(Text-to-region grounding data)

Content starts

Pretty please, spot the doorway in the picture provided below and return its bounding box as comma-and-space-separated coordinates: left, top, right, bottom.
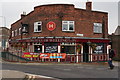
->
83, 43, 89, 62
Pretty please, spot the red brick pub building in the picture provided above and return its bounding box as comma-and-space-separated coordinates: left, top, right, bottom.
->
9, 2, 110, 63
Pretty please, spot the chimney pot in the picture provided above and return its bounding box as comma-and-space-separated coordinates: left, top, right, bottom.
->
21, 12, 26, 19
86, 1, 92, 11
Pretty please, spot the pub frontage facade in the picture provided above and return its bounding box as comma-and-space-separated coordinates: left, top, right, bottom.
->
9, 1, 110, 63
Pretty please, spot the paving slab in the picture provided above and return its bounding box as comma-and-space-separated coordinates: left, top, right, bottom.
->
1, 70, 59, 80
2, 70, 26, 79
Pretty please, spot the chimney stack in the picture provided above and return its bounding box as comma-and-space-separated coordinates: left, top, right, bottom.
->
21, 12, 26, 18
86, 1, 92, 11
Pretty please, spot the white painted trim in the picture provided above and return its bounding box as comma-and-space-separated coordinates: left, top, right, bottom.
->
81, 45, 83, 62
76, 52, 79, 63
42, 45, 44, 53
91, 47, 93, 62
107, 45, 111, 60
32, 43, 34, 52
89, 46, 91, 62
107, 45, 111, 54
58, 45, 61, 62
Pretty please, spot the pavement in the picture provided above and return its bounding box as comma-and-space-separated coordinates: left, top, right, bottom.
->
1, 70, 59, 80
113, 61, 119, 67
2, 70, 26, 79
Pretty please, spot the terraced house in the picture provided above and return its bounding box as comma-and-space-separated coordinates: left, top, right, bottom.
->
9, 1, 110, 63
0, 27, 9, 52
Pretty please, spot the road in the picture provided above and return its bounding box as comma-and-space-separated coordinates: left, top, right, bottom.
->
1, 62, 119, 79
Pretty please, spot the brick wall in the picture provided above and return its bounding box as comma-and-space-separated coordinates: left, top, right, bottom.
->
109, 35, 120, 60
10, 4, 108, 40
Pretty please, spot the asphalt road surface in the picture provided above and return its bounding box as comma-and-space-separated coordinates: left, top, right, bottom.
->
1, 62, 119, 79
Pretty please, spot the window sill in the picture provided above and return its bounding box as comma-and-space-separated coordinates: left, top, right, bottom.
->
62, 31, 75, 33
34, 31, 42, 33
94, 33, 102, 34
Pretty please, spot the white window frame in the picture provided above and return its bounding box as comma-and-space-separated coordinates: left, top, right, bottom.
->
12, 31, 14, 37
34, 21, 42, 32
15, 29, 17, 36
93, 23, 102, 33
62, 21, 74, 32
19, 28, 21, 35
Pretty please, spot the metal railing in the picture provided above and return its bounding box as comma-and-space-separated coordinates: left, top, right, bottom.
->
1, 52, 31, 62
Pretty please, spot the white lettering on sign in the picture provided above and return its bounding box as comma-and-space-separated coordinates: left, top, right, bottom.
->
94, 45, 103, 53
76, 34, 84, 36
96, 46, 102, 50
49, 24, 54, 28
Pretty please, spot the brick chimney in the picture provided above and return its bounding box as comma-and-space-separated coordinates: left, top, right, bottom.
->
21, 12, 26, 18
86, 1, 92, 11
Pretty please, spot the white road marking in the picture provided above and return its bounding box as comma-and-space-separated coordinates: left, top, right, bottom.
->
63, 69, 71, 71
26, 73, 56, 79
77, 66, 84, 68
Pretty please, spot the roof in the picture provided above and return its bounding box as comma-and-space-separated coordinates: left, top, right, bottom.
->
11, 3, 108, 26
34, 4, 74, 9
0, 27, 10, 30
114, 26, 120, 35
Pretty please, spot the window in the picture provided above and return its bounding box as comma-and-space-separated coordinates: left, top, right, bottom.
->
2, 39, 6, 48
19, 28, 21, 35
94, 23, 102, 33
62, 21, 74, 32
34, 45, 42, 53
44, 42, 58, 53
34, 21, 42, 32
93, 43, 104, 54
15, 29, 17, 36
12, 31, 14, 37
61, 46, 75, 54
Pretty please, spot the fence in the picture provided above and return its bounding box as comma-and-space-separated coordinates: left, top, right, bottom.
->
1, 52, 31, 62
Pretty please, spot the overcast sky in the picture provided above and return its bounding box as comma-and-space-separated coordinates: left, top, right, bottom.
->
0, 0, 119, 34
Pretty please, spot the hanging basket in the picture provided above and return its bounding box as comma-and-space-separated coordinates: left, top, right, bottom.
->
76, 44, 81, 53
90, 43, 97, 50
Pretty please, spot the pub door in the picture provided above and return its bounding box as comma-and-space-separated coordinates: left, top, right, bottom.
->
83, 43, 89, 62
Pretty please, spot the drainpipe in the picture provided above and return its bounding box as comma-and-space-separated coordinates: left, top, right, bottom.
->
102, 17, 105, 38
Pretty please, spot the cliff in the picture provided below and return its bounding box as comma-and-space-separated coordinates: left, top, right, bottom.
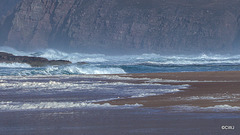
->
0, 0, 20, 19
1, 0, 240, 54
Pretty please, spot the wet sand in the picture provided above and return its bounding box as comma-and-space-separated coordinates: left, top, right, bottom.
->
101, 71, 240, 111
1, 71, 240, 134
2, 108, 239, 135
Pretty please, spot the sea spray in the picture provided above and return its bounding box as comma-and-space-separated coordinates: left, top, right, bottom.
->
0, 63, 31, 68
1, 47, 240, 75
0, 65, 126, 76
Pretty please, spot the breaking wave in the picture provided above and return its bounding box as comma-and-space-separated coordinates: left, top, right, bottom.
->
31, 49, 108, 63
0, 63, 31, 68
5, 65, 126, 76
0, 101, 142, 112
1, 47, 240, 75
41, 65, 126, 75
2, 46, 240, 65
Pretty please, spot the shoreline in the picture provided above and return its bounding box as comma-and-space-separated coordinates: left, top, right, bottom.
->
99, 71, 240, 112
1, 71, 240, 112
0, 71, 240, 134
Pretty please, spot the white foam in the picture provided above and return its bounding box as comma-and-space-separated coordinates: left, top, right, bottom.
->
61, 66, 125, 74
128, 88, 181, 98
131, 93, 157, 98
88, 75, 216, 84
179, 94, 240, 102
0, 63, 31, 68
184, 96, 225, 100
0, 80, 100, 92
170, 105, 240, 112
15, 65, 126, 76
3, 47, 240, 66
0, 101, 142, 111
33, 49, 107, 63
0, 46, 30, 56
59, 65, 126, 74
0, 74, 184, 99
132, 53, 240, 66
34, 49, 68, 60
0, 47, 108, 63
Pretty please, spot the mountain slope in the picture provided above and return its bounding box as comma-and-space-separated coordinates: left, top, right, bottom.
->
0, 0, 20, 19
1, 0, 240, 54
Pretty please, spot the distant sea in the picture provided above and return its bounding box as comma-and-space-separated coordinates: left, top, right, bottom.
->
0, 46, 240, 76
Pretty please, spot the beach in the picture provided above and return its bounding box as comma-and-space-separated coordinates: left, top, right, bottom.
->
0, 71, 240, 134
102, 71, 240, 111
1, 0, 240, 133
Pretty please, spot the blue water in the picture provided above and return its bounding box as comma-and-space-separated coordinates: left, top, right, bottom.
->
0, 46, 240, 76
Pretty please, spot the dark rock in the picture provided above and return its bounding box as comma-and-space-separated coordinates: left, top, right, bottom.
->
0, 52, 71, 67
1, 0, 240, 54
76, 62, 88, 65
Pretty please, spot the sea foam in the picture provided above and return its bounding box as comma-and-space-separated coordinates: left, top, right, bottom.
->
0, 101, 142, 112
2, 47, 240, 65
17, 65, 126, 76
0, 63, 31, 68
1, 47, 240, 75
169, 105, 240, 112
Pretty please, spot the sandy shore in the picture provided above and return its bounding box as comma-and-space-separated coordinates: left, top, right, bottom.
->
1, 71, 239, 134
100, 71, 240, 111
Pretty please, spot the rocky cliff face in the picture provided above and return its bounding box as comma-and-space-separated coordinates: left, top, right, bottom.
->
0, 0, 20, 19
1, 0, 240, 54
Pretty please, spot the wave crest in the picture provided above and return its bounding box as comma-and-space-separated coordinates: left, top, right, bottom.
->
17, 65, 126, 76
0, 63, 31, 68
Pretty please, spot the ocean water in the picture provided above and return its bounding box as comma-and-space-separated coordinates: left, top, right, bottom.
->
0, 74, 239, 134
0, 74, 189, 112
1, 47, 240, 134
1, 46, 240, 76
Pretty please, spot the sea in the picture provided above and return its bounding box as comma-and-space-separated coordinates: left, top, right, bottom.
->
1, 46, 240, 76
0, 46, 240, 135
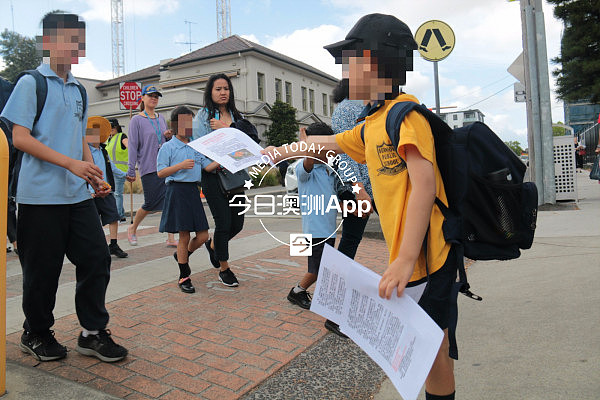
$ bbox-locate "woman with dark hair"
[191,73,245,287]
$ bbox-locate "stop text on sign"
[119,81,142,110]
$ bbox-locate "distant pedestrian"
[158,106,214,293]
[106,118,128,221]
[1,11,127,363]
[596,113,600,155]
[126,84,177,247]
[575,136,585,172]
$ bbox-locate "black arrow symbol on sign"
[419,28,452,52]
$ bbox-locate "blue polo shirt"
[156,136,211,183]
[0,63,89,205]
[296,161,338,238]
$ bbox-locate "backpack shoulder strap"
[384,101,423,150]
[76,82,87,116]
[16,70,48,124]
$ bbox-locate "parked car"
[284,160,300,194]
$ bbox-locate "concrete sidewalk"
[375,172,600,399]
[3,174,599,399]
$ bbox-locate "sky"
[0,0,566,147]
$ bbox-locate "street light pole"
[519,0,556,205]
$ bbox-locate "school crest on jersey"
[376,142,406,175]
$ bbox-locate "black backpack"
[0,70,87,197]
[361,101,538,295]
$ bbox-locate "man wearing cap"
[106,118,128,221]
[262,14,458,399]
[0,11,128,363]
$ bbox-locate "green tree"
[0,30,41,82]
[548,0,600,103]
[552,121,567,136]
[264,100,299,146]
[504,140,524,156]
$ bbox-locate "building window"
[302,87,307,111]
[453,114,458,121]
[464,111,475,119]
[257,73,265,102]
[309,89,315,113]
[329,95,334,116]
[275,78,282,102]
[322,93,328,116]
[285,81,292,106]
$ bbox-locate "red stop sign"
[119,81,142,110]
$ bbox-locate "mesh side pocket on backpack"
[517,182,538,249]
[464,175,524,247]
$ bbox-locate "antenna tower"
[216,0,231,41]
[176,20,197,53]
[111,0,125,77]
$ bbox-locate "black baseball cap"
[324,14,417,59]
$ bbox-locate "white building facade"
[86,35,338,144]
[440,109,485,129]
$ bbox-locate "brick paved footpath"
[4,226,390,399]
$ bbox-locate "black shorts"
[307,237,335,274]
[93,194,120,226]
[416,245,457,330]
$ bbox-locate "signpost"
[414,20,455,115]
[119,81,142,111]
[119,81,142,223]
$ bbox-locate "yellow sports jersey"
[335,93,451,283]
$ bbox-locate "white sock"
[82,329,99,337]
[293,284,305,294]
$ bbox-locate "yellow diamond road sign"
[415,20,455,62]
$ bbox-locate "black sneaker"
[20,330,67,361]
[205,238,220,268]
[76,329,128,363]
[218,268,239,287]
[287,287,311,309]
[324,319,348,338]
[178,276,195,293]
[109,243,128,258]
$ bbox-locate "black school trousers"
[201,171,245,262]
[18,199,111,334]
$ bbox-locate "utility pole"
[519,0,555,205]
[111,0,125,78]
[216,0,231,41]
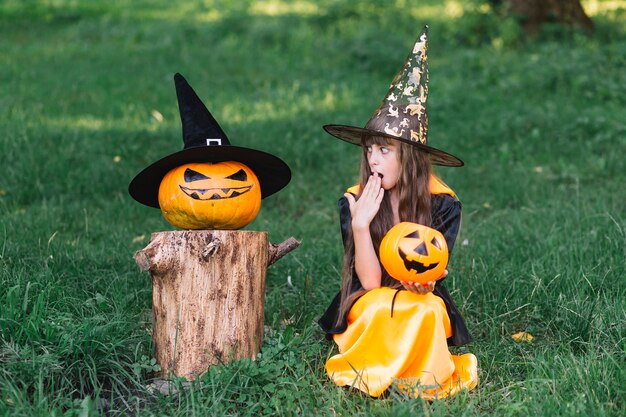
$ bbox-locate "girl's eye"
[381,147,389,154]
[366,146,372,153]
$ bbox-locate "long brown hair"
[336,125,433,325]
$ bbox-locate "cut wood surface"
[135,230,299,380]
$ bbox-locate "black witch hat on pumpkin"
[129,73,291,208]
[323,26,463,167]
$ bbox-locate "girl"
[317,27,478,399]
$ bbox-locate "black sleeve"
[430,194,462,256]
[338,196,363,294]
[430,194,472,346]
[317,196,357,336]
[338,196,351,249]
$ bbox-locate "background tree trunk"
[135,230,299,381]
[501,0,594,35]
[489,0,593,35]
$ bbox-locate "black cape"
[317,193,472,346]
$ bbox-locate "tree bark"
[502,0,593,35]
[135,230,299,380]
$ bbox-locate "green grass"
[1,0,625,415]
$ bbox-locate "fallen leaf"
[512,331,534,342]
[151,110,164,122]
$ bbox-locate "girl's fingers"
[375,187,384,204]
[373,173,381,193]
[401,281,418,293]
[351,174,383,225]
[364,174,382,201]
[344,193,355,208]
[363,174,376,198]
[400,280,436,295]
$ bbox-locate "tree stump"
[135,230,299,380]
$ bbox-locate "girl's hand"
[345,174,384,231]
[400,270,448,294]
[401,280,435,294]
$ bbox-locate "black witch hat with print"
[323,26,463,167]
[129,73,291,208]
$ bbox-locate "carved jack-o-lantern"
[158,161,261,230]
[379,222,448,285]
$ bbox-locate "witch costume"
[318,27,478,399]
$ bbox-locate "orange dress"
[323,177,478,399]
[325,288,478,399]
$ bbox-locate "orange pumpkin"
[379,222,448,285]
[158,161,261,230]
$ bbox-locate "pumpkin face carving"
[158,161,261,230]
[379,222,448,285]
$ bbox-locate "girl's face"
[366,142,401,190]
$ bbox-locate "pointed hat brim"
[323,124,464,167]
[128,145,291,208]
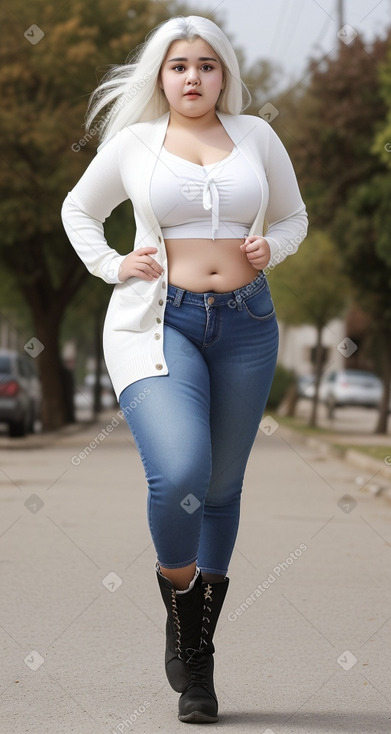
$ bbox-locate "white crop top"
[150,146,262,240]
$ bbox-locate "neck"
[168,107,220,130]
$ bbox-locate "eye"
[201,64,213,71]
[172,65,185,72]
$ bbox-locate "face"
[159,37,225,118]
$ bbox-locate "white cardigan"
[61,111,308,399]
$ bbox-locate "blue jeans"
[119,272,278,576]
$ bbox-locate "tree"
[278,32,391,433]
[370,41,391,432]
[0,0,175,430]
[268,230,349,428]
[283,34,389,227]
[0,0,286,430]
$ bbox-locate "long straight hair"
[86,15,251,147]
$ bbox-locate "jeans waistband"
[167,272,266,308]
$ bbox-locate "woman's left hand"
[240,236,271,271]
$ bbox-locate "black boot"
[178,577,229,723]
[156,564,203,693]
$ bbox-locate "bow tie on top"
[202,173,219,240]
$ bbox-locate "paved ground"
[1,409,391,734]
[291,399,389,438]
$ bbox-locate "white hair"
[86,15,251,147]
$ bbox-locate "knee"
[148,455,212,505]
[205,479,243,508]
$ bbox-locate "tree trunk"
[308,324,324,428]
[375,332,391,435]
[31,313,69,432]
[284,383,298,417]
[93,309,103,416]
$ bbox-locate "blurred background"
[0,0,390,439]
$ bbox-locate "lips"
[185,90,201,96]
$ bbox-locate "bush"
[266,364,296,410]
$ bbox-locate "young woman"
[62,15,308,724]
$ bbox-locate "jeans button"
[207,296,215,305]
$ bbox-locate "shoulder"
[218,112,273,140]
[98,113,169,153]
[122,113,169,144]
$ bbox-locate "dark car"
[0,349,42,436]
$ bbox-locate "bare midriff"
[164,237,258,293]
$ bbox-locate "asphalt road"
[0,410,390,734]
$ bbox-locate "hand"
[118,247,164,282]
[240,236,271,271]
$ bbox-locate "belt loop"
[173,287,185,307]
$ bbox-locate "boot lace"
[170,580,215,686]
[200,583,213,652]
[170,587,182,658]
[184,648,209,685]
[183,582,214,685]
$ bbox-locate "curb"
[0,411,114,451]
[276,424,391,502]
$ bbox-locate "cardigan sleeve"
[61,131,129,284]
[263,125,308,269]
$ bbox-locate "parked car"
[297,374,316,400]
[74,372,116,411]
[0,349,42,436]
[318,369,383,416]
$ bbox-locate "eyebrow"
[167,57,218,62]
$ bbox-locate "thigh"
[204,296,279,502]
[119,324,212,489]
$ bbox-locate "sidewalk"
[274,400,391,494]
[1,407,391,733]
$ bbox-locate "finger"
[247,253,263,262]
[247,251,267,262]
[136,247,159,256]
[132,266,159,281]
[242,243,262,254]
[138,256,164,274]
[137,262,162,279]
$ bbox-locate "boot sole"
[178,711,219,723]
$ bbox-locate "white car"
[318,370,383,415]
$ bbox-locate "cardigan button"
[155,363,163,370]
[158,236,162,243]
[159,299,164,306]
[156,317,162,323]
[161,281,166,289]
[154,333,161,340]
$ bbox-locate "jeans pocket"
[242,284,276,321]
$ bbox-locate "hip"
[164,272,278,352]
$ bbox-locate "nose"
[186,67,200,85]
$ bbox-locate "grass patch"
[273,416,390,463]
[271,413,333,436]
[333,444,391,462]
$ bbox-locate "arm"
[61,131,130,284]
[61,131,164,284]
[61,131,164,285]
[241,124,308,271]
[263,124,308,268]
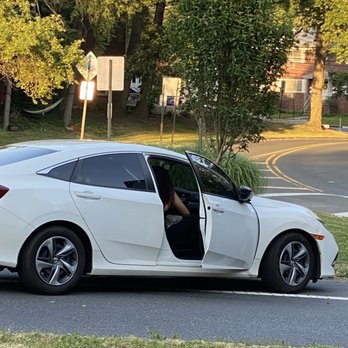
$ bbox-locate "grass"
[2,107,348,150]
[263,122,348,139]
[322,115,348,127]
[0,331,335,348]
[319,214,348,278]
[0,108,199,147]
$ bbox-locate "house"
[276,31,348,115]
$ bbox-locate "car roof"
[7,139,187,159]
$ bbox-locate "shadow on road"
[0,270,340,295]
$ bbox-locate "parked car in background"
[0,140,338,294]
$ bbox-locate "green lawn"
[322,115,348,127]
[319,214,348,278]
[0,331,335,348]
[0,109,199,147]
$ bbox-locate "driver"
[152,166,203,259]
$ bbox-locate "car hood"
[251,196,318,220]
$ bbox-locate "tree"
[290,0,348,129]
[0,0,82,130]
[127,2,169,116]
[322,1,348,63]
[42,0,156,126]
[166,0,293,162]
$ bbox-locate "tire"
[18,225,85,295]
[260,232,315,293]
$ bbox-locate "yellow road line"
[250,141,348,160]
[254,141,348,193]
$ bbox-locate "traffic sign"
[77,51,98,81]
[97,56,124,91]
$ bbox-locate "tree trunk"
[63,84,76,128]
[308,28,325,129]
[3,79,12,131]
[154,2,166,26]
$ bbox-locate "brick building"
[276,32,348,115]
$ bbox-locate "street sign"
[79,81,95,101]
[97,56,125,91]
[77,51,98,81]
[161,77,182,107]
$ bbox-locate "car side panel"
[0,175,100,267]
[202,194,259,270]
[70,183,164,266]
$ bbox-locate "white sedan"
[0,140,338,294]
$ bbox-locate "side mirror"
[238,185,253,203]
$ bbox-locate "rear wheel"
[18,226,85,295]
[261,232,315,293]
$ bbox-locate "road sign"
[77,51,98,81]
[97,56,124,91]
[79,81,95,101]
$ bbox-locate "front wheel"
[261,232,315,293]
[18,226,85,295]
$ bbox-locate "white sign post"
[97,56,125,141]
[77,51,98,139]
[160,77,182,143]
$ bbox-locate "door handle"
[74,191,102,200]
[212,206,224,213]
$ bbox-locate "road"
[1,138,347,347]
[0,275,348,347]
[248,139,348,216]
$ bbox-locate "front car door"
[70,152,164,266]
[186,152,259,270]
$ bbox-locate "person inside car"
[152,166,203,259]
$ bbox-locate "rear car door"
[70,152,164,265]
[186,152,259,270]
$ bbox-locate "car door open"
[186,152,260,270]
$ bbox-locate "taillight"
[0,185,9,198]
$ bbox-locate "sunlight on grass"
[0,331,332,348]
[263,123,348,139]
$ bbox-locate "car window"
[0,146,57,166]
[45,161,77,182]
[187,153,237,199]
[148,157,198,192]
[71,153,147,190]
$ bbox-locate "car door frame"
[185,151,260,270]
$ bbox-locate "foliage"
[0,0,83,102]
[288,0,348,128]
[72,0,155,52]
[127,20,167,107]
[329,72,348,98]
[322,1,348,63]
[166,0,293,163]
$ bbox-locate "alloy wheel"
[279,241,310,287]
[35,236,78,286]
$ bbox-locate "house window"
[282,79,305,93]
[288,49,305,63]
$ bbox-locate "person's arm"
[172,191,190,217]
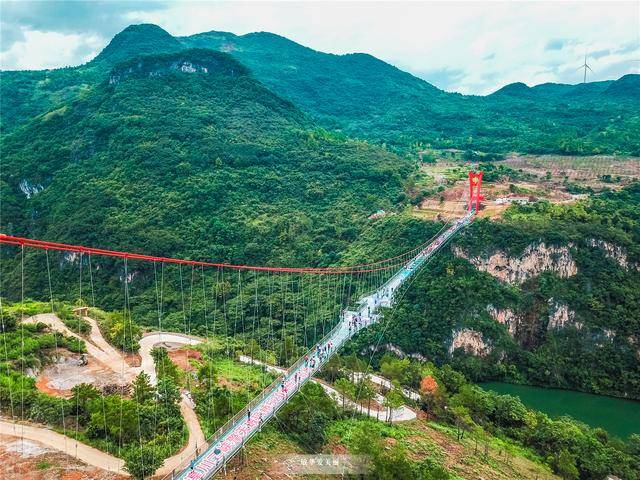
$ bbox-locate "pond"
[480,382,640,439]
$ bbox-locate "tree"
[279,382,337,451]
[321,355,343,382]
[123,444,163,480]
[380,356,410,384]
[383,387,404,424]
[449,405,473,441]
[554,449,579,480]
[197,361,218,389]
[132,372,155,404]
[157,377,181,416]
[87,395,139,443]
[357,378,377,416]
[71,383,99,418]
[344,354,366,381]
[334,378,356,410]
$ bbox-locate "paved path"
[174,213,472,480]
[136,332,202,385]
[352,372,421,401]
[238,355,416,422]
[134,332,207,477]
[0,419,127,475]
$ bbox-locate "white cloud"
[2,1,639,93]
[0,28,103,70]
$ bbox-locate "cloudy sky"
[1,1,638,94]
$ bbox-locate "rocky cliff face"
[487,305,519,336]
[452,243,577,284]
[449,328,492,356]
[587,238,639,270]
[547,299,579,330]
[108,49,248,85]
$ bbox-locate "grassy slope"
[226,419,559,480]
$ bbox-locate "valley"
[0,16,639,480]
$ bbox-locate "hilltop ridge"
[1,23,639,154]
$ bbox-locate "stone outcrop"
[19,179,44,199]
[449,328,491,356]
[587,238,638,270]
[453,243,577,285]
[486,305,518,336]
[108,50,248,85]
[366,343,427,362]
[547,299,577,330]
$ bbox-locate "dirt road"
[0,419,127,475]
[19,314,207,477]
[25,314,131,379]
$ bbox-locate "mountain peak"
[491,82,531,96]
[93,24,182,66]
[603,73,640,98]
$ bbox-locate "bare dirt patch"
[218,377,243,392]
[35,350,127,397]
[0,435,126,480]
[168,348,202,372]
[124,352,141,368]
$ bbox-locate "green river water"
[480,382,640,439]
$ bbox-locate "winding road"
[3,315,207,478]
[238,355,417,422]
[0,418,127,475]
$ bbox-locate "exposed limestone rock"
[453,243,577,285]
[366,343,427,362]
[19,179,44,199]
[628,336,640,360]
[586,238,638,270]
[486,305,518,336]
[449,328,491,356]
[547,299,576,330]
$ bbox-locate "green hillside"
[343,185,640,400]
[181,28,639,154]
[2,24,639,154]
[1,48,409,270]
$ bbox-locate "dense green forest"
[2,24,639,154]
[1,48,408,268]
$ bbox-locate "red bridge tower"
[468,171,484,213]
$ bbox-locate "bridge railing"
[169,212,475,479]
[167,314,346,479]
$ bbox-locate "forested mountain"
[1,48,409,270]
[1,21,639,480]
[2,24,639,154]
[345,186,640,399]
[183,29,640,154]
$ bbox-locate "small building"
[494,196,529,205]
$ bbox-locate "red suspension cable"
[0,233,423,275]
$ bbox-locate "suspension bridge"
[0,172,483,479]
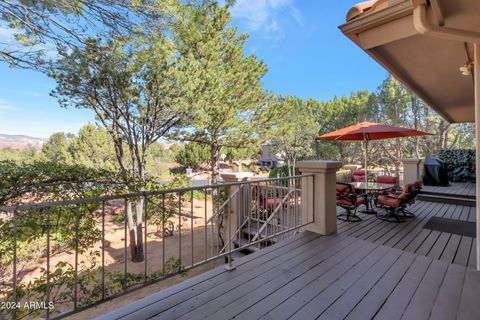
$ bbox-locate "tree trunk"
[133,199,144,262]
[438,121,451,150]
[210,144,220,184]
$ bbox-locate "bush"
[438,149,475,182]
[269,165,300,178]
[173,143,210,169]
[336,169,352,183]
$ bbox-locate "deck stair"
[231,217,279,258]
[418,190,476,207]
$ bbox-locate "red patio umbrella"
[318,122,431,183]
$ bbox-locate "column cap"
[297,160,343,173]
[402,158,422,164]
[221,172,254,182]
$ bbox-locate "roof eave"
[339,0,456,123]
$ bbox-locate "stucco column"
[474,43,480,271]
[297,160,342,235]
[402,158,422,185]
[220,172,254,250]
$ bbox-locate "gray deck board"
[316,250,409,320]
[344,252,417,320]
[98,231,320,320]
[373,256,432,320]
[163,236,357,320]
[288,245,392,320]
[430,263,466,320]
[230,239,367,320]
[338,200,476,268]
[261,244,386,319]
[454,236,473,266]
[99,196,479,320]
[401,259,448,320]
[458,268,480,320]
[422,183,475,198]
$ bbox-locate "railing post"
[298,160,342,235]
[402,158,422,185]
[220,172,253,267]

Content ends

Problem description :: Where a line above contains the word "below", copy that line.

Your solution ::
Pretty please, spot the doorway in the picture provided below and return its bounding box as comma-and-space-separated coordinates: left, top, right, bottom.
Pretty please, spot the cliff in the picture provided below and return its bounding box as comma-and-space-separated coordinates: left, top, right, bottom.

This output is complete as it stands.